▶ _PROBLEM REQUIREMENTS_
For the records below, tally the lines that contain "rocky" and give only that number.
§ §
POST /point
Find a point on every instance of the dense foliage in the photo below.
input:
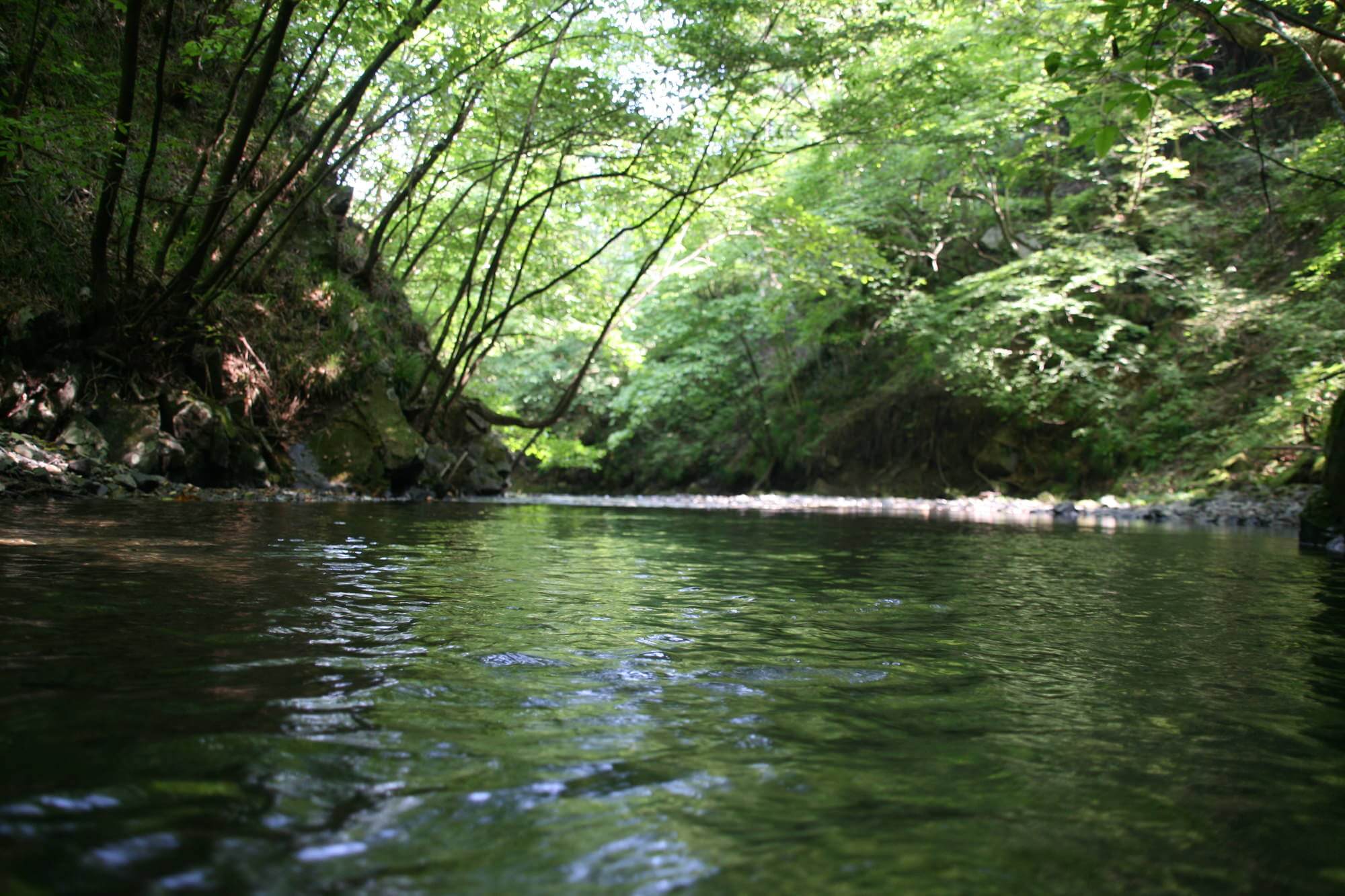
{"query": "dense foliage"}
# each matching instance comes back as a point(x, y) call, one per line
point(880, 247)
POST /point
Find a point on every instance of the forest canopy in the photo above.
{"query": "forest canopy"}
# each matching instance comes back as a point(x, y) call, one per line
point(880, 247)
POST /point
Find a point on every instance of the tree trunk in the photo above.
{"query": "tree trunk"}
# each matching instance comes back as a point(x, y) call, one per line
point(118, 158)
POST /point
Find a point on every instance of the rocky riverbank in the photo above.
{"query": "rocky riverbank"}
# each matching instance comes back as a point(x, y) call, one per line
point(36, 467)
point(1270, 509)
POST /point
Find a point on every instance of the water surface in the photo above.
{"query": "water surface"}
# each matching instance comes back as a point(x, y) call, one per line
point(533, 698)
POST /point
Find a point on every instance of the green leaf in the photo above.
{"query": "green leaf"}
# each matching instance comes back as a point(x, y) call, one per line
point(1105, 139)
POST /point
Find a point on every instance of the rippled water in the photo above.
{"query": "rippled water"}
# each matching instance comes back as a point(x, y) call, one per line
point(517, 698)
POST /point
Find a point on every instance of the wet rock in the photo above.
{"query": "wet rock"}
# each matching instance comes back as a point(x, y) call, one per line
point(1324, 514)
point(135, 439)
point(369, 446)
point(147, 482)
point(216, 450)
point(84, 439)
point(492, 463)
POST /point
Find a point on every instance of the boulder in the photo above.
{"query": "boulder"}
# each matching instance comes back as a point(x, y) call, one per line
point(492, 464)
point(216, 451)
point(135, 439)
point(369, 444)
point(1323, 522)
point(84, 439)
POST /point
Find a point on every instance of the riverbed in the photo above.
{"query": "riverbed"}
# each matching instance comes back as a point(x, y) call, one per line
point(517, 697)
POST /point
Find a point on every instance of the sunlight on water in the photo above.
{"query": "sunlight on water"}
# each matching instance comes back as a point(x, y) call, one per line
point(532, 698)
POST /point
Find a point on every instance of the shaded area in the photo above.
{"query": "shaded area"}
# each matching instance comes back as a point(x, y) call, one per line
point(439, 698)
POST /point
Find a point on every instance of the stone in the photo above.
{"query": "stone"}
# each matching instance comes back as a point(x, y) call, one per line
point(84, 439)
point(369, 444)
point(147, 482)
point(1324, 514)
point(132, 434)
point(492, 466)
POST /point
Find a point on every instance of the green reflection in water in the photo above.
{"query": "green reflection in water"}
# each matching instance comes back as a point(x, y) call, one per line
point(494, 698)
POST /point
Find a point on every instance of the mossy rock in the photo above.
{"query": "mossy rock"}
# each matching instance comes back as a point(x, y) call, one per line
point(369, 446)
point(348, 455)
point(1323, 522)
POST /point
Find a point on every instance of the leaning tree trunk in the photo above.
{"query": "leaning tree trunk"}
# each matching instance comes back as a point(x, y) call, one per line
point(118, 158)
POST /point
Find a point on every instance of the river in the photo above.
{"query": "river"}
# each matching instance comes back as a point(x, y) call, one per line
point(486, 698)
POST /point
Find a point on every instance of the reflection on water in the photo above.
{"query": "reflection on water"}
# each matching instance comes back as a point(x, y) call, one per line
point(489, 698)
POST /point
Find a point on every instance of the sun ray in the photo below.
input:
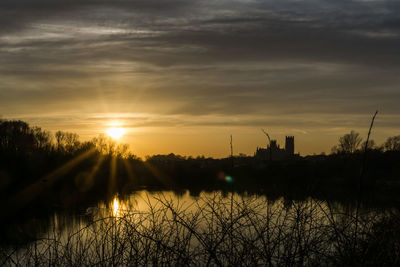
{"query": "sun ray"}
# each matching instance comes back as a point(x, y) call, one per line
point(32, 191)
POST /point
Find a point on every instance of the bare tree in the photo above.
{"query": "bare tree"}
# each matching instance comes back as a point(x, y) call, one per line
point(348, 143)
point(392, 143)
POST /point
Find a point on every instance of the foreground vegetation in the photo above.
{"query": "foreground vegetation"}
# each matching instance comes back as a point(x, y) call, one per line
point(222, 231)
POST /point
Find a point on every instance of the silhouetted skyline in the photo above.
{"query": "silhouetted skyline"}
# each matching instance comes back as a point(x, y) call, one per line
point(182, 76)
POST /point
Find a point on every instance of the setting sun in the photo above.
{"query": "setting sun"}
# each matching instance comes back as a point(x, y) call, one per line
point(115, 132)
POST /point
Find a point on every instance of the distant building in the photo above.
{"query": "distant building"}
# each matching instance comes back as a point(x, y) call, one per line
point(274, 152)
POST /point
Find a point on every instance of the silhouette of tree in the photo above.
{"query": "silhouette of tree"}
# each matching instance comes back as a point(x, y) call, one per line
point(371, 145)
point(348, 143)
point(392, 143)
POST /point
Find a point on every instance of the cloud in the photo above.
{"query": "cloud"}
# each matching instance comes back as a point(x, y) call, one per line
point(238, 60)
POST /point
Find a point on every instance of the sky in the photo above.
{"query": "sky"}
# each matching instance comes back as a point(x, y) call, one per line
point(181, 76)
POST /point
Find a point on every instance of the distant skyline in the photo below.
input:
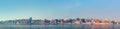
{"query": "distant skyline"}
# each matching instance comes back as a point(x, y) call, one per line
point(41, 9)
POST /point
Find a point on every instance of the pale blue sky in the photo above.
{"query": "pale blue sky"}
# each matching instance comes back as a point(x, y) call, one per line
point(15, 9)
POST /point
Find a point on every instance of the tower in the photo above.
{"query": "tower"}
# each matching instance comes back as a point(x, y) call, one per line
point(30, 20)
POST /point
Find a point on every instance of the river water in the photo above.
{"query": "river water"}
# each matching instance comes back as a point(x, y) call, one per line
point(82, 26)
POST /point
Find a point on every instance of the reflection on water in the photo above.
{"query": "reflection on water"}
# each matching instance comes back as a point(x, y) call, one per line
point(82, 26)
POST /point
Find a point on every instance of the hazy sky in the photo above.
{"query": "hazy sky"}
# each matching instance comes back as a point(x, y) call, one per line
point(15, 9)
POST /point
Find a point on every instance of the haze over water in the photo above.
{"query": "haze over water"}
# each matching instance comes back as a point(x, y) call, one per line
point(41, 9)
point(82, 26)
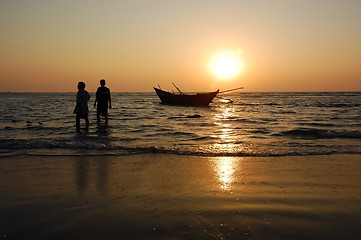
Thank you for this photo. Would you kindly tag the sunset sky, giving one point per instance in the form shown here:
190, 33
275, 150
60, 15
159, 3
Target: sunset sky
282, 45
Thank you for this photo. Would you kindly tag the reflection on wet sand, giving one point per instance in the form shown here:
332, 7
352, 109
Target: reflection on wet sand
86, 171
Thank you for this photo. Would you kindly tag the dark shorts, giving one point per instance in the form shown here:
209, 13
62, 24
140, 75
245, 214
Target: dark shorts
102, 110
81, 115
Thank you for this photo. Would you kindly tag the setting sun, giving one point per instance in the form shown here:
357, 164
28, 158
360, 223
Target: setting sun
226, 64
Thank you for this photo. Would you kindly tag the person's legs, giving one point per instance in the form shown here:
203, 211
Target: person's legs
77, 122
87, 121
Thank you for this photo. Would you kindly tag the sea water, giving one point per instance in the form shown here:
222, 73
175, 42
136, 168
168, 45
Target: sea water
237, 124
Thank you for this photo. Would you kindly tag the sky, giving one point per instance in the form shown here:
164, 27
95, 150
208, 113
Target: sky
284, 45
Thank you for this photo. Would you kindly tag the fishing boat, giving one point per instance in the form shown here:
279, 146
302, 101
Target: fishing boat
196, 100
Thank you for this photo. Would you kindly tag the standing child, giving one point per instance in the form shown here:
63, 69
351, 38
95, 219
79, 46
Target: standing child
81, 108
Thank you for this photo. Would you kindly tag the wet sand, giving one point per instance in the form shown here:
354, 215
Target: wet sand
157, 196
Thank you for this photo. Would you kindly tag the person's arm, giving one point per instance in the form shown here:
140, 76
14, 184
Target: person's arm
96, 99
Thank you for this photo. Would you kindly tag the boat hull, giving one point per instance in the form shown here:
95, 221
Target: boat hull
196, 100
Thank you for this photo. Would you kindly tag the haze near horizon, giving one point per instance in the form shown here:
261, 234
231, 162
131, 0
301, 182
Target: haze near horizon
48, 46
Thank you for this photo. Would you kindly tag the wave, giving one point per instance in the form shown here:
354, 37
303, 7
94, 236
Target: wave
67, 147
313, 133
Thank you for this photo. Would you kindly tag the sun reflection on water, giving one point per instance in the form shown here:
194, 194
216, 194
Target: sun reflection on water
225, 168
225, 133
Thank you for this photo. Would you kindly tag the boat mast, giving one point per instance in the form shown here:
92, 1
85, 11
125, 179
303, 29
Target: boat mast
178, 89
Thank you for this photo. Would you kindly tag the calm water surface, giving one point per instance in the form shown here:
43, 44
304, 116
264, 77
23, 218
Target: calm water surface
255, 124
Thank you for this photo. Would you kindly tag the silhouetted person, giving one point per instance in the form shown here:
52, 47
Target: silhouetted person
102, 101
81, 108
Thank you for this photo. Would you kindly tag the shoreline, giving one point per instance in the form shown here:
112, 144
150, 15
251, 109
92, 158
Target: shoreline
160, 196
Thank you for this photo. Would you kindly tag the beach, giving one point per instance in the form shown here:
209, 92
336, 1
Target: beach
165, 196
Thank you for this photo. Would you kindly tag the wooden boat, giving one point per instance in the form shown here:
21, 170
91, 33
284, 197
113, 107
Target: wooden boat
196, 100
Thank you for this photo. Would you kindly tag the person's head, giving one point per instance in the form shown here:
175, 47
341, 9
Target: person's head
81, 85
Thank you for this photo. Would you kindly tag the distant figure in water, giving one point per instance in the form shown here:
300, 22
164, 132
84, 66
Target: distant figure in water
102, 101
81, 108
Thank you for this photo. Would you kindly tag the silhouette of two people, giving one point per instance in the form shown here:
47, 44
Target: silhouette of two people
102, 103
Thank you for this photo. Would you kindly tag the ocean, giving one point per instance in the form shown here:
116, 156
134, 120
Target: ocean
251, 124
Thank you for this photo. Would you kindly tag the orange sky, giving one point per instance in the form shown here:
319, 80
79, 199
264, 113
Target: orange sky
286, 45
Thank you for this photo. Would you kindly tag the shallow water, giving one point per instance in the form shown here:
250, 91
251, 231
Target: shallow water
255, 124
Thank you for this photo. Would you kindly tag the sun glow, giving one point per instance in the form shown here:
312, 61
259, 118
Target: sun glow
226, 64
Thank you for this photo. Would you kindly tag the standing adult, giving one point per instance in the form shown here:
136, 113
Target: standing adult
81, 109
102, 101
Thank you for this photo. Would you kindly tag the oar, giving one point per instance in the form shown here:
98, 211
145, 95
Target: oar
234, 89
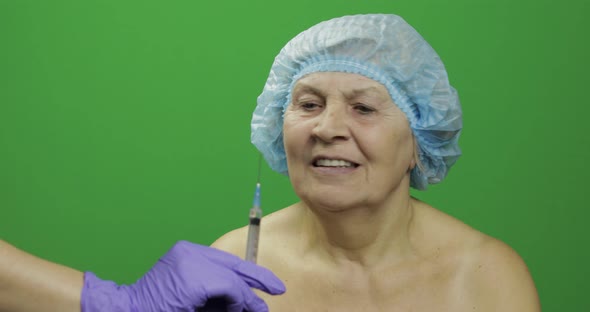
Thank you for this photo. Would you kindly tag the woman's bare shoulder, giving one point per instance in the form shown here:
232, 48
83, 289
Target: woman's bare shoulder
496, 276
493, 275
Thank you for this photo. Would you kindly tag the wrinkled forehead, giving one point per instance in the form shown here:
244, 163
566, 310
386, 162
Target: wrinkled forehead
348, 84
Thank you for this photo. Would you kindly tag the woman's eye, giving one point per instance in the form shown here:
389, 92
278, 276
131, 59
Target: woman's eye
364, 109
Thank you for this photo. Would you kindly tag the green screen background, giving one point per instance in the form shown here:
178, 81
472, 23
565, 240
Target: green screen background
124, 125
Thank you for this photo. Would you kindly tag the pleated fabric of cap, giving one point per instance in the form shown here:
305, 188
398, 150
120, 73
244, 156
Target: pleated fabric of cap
382, 47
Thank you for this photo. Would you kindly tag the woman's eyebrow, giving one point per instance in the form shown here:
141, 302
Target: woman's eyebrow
305, 88
372, 90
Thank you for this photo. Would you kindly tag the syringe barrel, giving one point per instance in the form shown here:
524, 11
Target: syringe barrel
252, 243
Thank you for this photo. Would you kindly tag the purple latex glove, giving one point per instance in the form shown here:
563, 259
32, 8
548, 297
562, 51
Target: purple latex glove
184, 279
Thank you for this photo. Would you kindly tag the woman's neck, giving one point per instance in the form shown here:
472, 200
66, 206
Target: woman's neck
366, 235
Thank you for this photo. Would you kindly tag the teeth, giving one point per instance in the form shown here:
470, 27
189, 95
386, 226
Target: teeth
333, 163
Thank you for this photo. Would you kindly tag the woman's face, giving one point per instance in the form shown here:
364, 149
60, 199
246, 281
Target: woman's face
347, 143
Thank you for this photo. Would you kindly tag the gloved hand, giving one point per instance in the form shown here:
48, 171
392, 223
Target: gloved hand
184, 279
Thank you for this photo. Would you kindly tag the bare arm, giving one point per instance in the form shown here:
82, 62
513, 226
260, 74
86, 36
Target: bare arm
29, 283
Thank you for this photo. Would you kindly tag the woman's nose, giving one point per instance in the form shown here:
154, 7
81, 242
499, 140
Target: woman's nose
332, 125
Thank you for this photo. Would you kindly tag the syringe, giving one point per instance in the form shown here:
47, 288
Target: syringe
254, 227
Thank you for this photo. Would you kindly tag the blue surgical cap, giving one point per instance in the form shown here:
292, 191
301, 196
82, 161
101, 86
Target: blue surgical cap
382, 47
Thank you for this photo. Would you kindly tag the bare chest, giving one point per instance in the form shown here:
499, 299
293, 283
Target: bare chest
429, 289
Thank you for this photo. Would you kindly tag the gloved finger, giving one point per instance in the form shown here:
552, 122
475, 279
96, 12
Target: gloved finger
255, 275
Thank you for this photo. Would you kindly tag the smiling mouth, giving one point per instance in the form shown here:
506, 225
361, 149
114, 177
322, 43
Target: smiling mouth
336, 163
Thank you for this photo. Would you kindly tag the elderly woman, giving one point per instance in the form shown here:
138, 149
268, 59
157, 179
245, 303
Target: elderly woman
357, 110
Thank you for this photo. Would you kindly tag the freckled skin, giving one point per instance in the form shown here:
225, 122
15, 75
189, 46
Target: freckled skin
357, 241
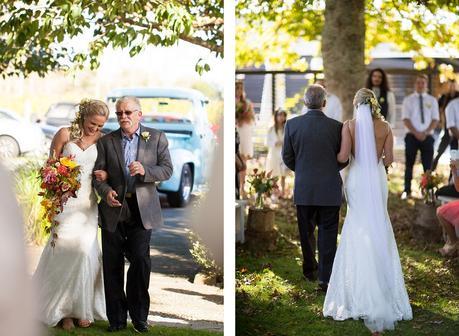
§ §
▶ _ANSWER SECTION_
2